Task objective → Reproduce all entries precisely as they are written.

Task inputs →
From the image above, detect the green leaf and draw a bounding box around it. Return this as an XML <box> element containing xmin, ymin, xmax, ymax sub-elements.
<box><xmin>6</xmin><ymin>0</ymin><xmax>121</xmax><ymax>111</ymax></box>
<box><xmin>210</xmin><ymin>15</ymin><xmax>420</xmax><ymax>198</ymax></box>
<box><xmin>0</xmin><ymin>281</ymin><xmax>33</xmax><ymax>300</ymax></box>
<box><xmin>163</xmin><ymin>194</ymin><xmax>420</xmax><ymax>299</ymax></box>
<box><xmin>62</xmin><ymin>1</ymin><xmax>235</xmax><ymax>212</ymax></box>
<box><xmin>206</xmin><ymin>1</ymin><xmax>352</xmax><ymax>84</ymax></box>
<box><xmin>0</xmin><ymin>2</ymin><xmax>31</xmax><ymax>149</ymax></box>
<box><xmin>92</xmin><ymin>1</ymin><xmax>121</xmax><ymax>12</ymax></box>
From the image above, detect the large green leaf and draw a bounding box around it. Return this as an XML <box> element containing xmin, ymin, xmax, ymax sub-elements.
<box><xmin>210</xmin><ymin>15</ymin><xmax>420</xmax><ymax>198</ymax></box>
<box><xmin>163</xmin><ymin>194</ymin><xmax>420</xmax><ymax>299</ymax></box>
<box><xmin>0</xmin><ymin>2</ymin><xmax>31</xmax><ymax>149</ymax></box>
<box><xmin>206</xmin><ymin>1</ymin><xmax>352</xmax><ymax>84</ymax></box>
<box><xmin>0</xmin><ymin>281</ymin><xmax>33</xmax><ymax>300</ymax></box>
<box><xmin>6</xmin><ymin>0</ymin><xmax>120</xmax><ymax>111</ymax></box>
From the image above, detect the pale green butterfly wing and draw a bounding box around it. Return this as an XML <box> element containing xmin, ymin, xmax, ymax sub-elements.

Finished task →
From the image above, detect the green leaf and draw a bounding box around it. Return this as an XML <box> element containing xmin, ymin, xmax, ymax sub-elements.
<box><xmin>6</xmin><ymin>0</ymin><xmax>121</xmax><ymax>111</ymax></box>
<box><xmin>210</xmin><ymin>15</ymin><xmax>420</xmax><ymax>198</ymax></box>
<box><xmin>0</xmin><ymin>281</ymin><xmax>33</xmax><ymax>300</ymax></box>
<box><xmin>163</xmin><ymin>194</ymin><xmax>420</xmax><ymax>299</ymax></box>
<box><xmin>62</xmin><ymin>1</ymin><xmax>235</xmax><ymax>212</ymax></box>
<box><xmin>206</xmin><ymin>1</ymin><xmax>352</xmax><ymax>84</ymax></box>
<box><xmin>0</xmin><ymin>2</ymin><xmax>31</xmax><ymax>149</ymax></box>
<box><xmin>92</xmin><ymin>1</ymin><xmax>121</xmax><ymax>12</ymax></box>
From the image above, detect the large green leaf and draw a bounding box around it. Return this as an XML <box> element containing xmin, ymin, xmax, ymax sub-elements.
<box><xmin>210</xmin><ymin>15</ymin><xmax>420</xmax><ymax>198</ymax></box>
<box><xmin>163</xmin><ymin>194</ymin><xmax>420</xmax><ymax>299</ymax></box>
<box><xmin>0</xmin><ymin>2</ymin><xmax>31</xmax><ymax>149</ymax></box>
<box><xmin>206</xmin><ymin>1</ymin><xmax>352</xmax><ymax>84</ymax></box>
<box><xmin>0</xmin><ymin>281</ymin><xmax>33</xmax><ymax>300</ymax></box>
<box><xmin>6</xmin><ymin>0</ymin><xmax>120</xmax><ymax>111</ymax></box>
From the image above, detect the pale green butterfly wing and draw a bounding box around it. Return this as an XML <box> element containing xmin, ymin, xmax, ymax sub-elements.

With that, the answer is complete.